> **Problem description**: Extract every line starting at the line that contains "Target: white wall" and ending with the final line of the data, inclusive; give only those lines, word for word.

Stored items
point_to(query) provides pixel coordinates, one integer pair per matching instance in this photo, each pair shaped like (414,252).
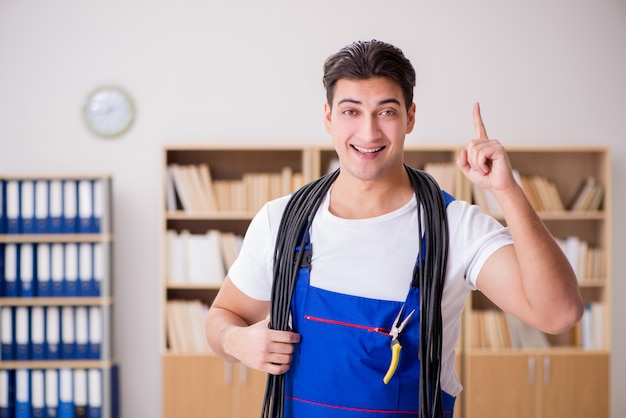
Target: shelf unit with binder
(511,370)
(196,383)
(482,371)
(56,296)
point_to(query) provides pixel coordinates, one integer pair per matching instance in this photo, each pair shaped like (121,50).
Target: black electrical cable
(428,276)
(292,233)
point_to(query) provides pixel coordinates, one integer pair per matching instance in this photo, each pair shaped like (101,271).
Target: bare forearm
(547,278)
(219,322)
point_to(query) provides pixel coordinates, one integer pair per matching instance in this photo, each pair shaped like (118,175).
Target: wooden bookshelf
(486,373)
(570,376)
(84,355)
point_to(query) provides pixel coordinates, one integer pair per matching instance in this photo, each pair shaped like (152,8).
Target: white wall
(249,71)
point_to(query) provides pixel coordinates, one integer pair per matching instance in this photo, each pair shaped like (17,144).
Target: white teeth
(367,150)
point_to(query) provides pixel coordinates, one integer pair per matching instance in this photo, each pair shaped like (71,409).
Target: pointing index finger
(479,126)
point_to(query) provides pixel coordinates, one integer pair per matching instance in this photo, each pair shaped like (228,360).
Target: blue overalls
(338,367)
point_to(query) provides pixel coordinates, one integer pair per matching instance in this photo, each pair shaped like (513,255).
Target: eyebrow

> **Solution to this task**:
Target: white wall
(249,71)
point_to(query) provides pixel coordinates, one integer pair per matching instance in this photo, each pair shaped like (17,144).
Target: white teeth
(367,150)
point_to(query) provides pixel coordinates, one integer pair per matching instance in this photo, each pair shaped like (71,409).
Target: pointing index finger
(479,126)
point_to(query) provides pixel coordinates, one integer pair per matching instance in this photo, each pair shaped like (228,360).
Target: blue overalls
(338,367)
point_to(query) provides pixel coordinates, one integer pair per matching instance in this photo, each pair shaped like (513,255).
Target: eyebrow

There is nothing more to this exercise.